» WHAT THIS EXERCISE ASKS:
1. According to the R help post, which R function is used to fit to a gaussian density?
2. Rewrite the R help post from "What I do not" to "am I missing?", substituting "effort" for "trouble".
3. Carry on the R help post about fitting a Gaussian with nls() from the point where it stops.

» SOURCE TEXT:

----------

R help - Jan 2005 - Help in customising the NLS function to spit out mean and SD ofnew fit!!

Doesn't look like nonparametric fit to me, since nls() is used to fit to a
gaussian density, so the result is a gaussian density (with estimated
parameter).

What I do not understand is why people would do this.  This is not the first
time I've seen people doing this, on both R-help and S-news (if my memory is
still any good).  If the objective is to fit a Gaussian distribution to the
data, the `best' Gaussian curve is the one where mu = mean(data) and sigma^2
= var(data).  Why go through all that trouble?  What am I missing?

----------

» EXCERPTED RECORDS:
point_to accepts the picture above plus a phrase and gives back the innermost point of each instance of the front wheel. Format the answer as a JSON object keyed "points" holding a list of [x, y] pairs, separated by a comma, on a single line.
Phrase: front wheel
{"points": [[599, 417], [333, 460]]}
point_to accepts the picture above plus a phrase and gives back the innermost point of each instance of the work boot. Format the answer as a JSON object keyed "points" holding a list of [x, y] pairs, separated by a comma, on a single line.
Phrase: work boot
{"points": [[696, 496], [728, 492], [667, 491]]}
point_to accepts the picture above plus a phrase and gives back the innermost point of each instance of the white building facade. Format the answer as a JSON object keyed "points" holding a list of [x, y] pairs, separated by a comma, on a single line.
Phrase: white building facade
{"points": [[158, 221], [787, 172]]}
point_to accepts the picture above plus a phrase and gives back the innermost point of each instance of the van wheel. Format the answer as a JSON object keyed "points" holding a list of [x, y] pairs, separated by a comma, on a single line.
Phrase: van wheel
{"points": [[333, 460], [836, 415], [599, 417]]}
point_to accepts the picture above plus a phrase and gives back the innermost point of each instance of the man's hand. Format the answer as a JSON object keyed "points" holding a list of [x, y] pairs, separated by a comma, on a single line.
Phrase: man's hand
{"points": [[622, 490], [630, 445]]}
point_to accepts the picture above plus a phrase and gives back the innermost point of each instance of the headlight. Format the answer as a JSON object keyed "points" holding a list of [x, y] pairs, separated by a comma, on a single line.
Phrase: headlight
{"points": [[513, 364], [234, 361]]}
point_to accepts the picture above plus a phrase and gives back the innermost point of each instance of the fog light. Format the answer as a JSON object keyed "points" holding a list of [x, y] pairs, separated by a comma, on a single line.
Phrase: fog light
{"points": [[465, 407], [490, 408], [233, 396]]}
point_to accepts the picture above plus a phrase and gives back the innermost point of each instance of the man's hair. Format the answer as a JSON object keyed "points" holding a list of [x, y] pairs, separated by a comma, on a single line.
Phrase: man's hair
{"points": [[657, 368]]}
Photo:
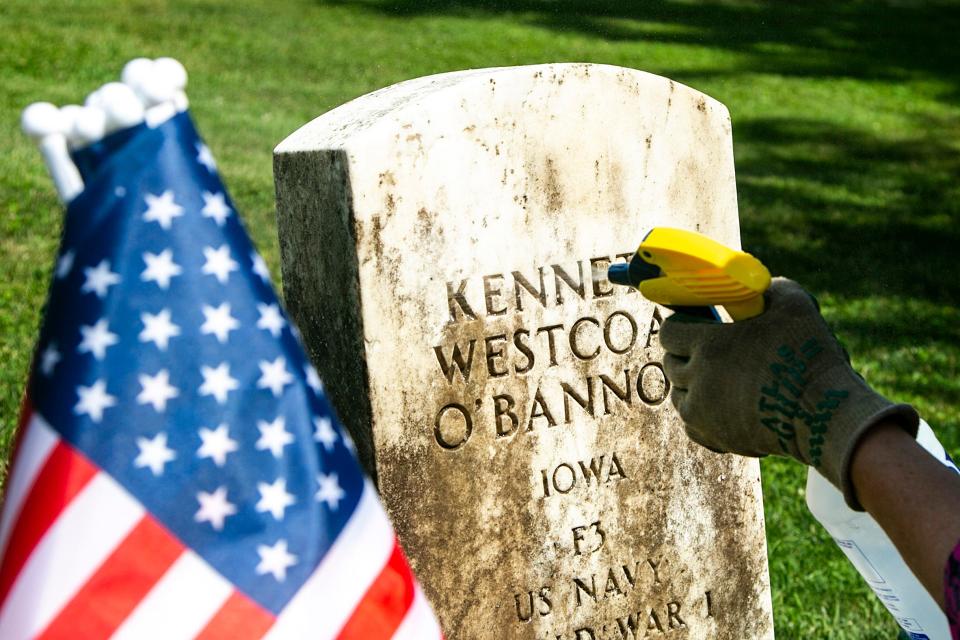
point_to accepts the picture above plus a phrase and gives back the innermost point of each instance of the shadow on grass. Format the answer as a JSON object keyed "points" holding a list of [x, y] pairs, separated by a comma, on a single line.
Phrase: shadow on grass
{"points": [[821, 38], [851, 214]]}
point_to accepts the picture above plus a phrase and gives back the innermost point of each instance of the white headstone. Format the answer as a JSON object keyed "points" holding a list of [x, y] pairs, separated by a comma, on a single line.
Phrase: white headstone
{"points": [[445, 244]]}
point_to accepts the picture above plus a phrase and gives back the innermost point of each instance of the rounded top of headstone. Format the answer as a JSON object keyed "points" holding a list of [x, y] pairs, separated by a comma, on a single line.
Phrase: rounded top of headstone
{"points": [[497, 90]]}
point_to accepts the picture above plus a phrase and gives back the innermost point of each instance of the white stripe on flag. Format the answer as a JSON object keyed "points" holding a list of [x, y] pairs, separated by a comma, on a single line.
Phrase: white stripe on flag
{"points": [[38, 441], [328, 597], [181, 603], [87, 531], [419, 624]]}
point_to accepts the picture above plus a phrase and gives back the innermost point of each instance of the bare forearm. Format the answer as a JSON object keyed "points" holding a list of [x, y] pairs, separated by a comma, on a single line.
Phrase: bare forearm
{"points": [[914, 498]]}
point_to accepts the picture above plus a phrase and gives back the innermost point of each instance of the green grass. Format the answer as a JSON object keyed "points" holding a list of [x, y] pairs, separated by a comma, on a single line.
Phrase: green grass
{"points": [[847, 142]]}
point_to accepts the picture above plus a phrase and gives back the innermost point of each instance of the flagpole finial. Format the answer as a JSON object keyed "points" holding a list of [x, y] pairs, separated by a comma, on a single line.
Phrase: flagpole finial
{"points": [[48, 126], [151, 90]]}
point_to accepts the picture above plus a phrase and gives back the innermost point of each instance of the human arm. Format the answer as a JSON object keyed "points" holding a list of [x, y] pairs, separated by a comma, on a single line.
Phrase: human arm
{"points": [[780, 383], [913, 497]]}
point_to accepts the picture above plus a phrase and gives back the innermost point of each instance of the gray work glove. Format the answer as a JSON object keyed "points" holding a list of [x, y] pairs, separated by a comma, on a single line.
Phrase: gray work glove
{"points": [[776, 383]]}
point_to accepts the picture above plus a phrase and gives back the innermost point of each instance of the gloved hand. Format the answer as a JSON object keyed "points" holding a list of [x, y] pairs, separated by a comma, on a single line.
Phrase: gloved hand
{"points": [[776, 383]]}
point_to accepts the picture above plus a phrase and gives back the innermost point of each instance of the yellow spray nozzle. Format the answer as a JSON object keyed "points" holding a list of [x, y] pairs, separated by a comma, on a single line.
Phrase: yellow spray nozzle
{"points": [[679, 268]]}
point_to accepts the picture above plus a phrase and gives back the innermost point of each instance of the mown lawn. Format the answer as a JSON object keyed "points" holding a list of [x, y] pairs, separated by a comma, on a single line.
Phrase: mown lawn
{"points": [[847, 141]]}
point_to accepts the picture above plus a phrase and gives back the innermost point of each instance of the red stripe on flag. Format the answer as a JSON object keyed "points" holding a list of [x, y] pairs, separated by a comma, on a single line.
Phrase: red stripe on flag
{"points": [[385, 603], [118, 586], [64, 475], [238, 619]]}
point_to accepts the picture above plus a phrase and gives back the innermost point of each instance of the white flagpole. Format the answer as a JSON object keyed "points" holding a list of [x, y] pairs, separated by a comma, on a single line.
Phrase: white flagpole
{"points": [[151, 91]]}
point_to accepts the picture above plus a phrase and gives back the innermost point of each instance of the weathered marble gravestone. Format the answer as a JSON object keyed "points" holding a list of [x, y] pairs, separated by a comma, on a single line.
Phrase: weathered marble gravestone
{"points": [[445, 244]]}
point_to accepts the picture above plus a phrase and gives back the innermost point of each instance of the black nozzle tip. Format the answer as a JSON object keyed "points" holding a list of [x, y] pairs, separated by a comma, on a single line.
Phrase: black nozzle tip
{"points": [[620, 274]]}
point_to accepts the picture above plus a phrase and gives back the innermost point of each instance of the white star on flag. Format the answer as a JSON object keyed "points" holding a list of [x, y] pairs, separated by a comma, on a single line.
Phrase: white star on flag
{"points": [[260, 267], [273, 436], [93, 400], [215, 206], [162, 209], [49, 359], [157, 390], [275, 560], [218, 321], [217, 443], [205, 157], [160, 268], [96, 339], [214, 508], [154, 453], [65, 264], [219, 263], [274, 498], [158, 329], [99, 279], [270, 319], [313, 379], [329, 491], [274, 376], [324, 432], [217, 382]]}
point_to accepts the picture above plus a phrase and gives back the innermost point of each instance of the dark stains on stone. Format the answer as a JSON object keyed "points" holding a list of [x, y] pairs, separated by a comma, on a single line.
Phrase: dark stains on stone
{"points": [[552, 188]]}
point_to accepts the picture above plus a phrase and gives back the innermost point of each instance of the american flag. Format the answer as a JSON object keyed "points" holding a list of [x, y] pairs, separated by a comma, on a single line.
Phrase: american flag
{"points": [[179, 470]]}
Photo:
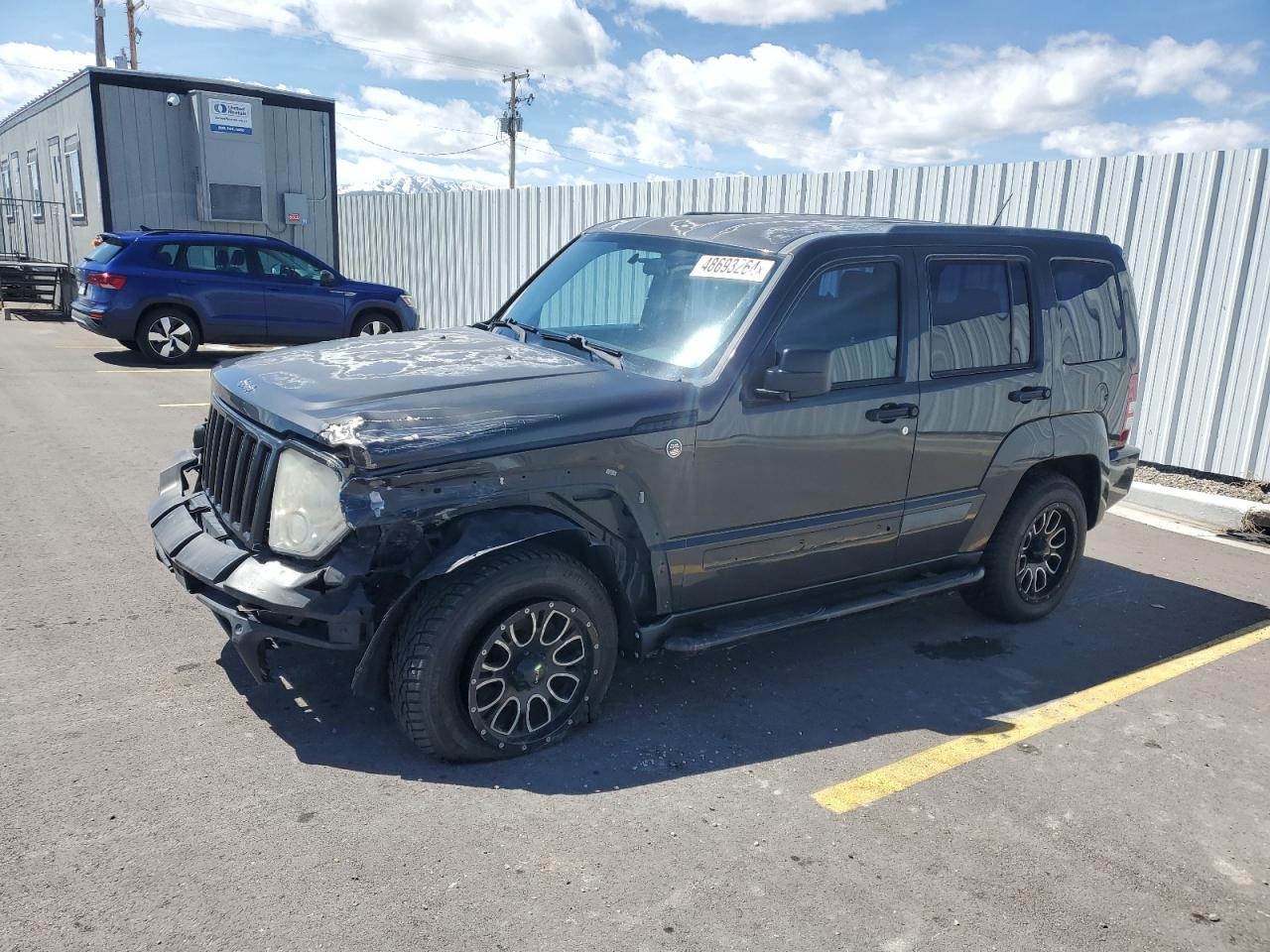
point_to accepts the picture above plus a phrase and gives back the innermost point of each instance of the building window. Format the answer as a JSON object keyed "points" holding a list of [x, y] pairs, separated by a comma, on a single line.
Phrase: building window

----------

» ANSWERS TO EACH TASK:
1. nls()

2.
What I do not understand is why people would do this.  This is not the first
time I've seen people doing this, on both R-help and S-news (if my memory is
still any good).  If the objective is to fit a Gaussian distribution to the
data, the `best' Gaussian curve is the one where mu = mean(data) and sigma^2
= var(data).  Why go through all that effort?  What am I missing?

3.
Andy
> From: Berton Gunter
> 
> It **sounds ** like you are trying to fit a nonparametric 
> density to 6000
> values...  If so, please stop what you are doing and see 
> ?density. You could
> also search on "fit density" or something similar on the R 
> site search, as
> there are other R functions in R packages that do density 
> fitting (ash is
> one, but other recommendations anyone?).
> 
> If this is not what you are trying to do, I think you are 
> still likely going
> about it in the wrong way -- histograms lose information and 
> are notoriously
> dependent on the choice of cutpoints (which is part of the 
> motivation for
> Scott's ash package). You might wish to consult a local 
> statistician to get
> some better approaches to whatever it is that you're trying to do.
> 
> Cheers,
> Bert Gunter
> 
> 
> -----Original Message-----
> From: r-help-bounces at stat.math.ethz.ch
> [mailto:r-help-bounces at stat.math.ethz.ch] On Behalf Of 
> Jagarlamudi, Choudary
> Sent: Friday, January 07, 2005 10:50 AM
> To: r-help at stat.math.ethz.ch
> Subject: [R] Help in customising the NLS function to spit out 
> mean and SD
> ofnew fit!!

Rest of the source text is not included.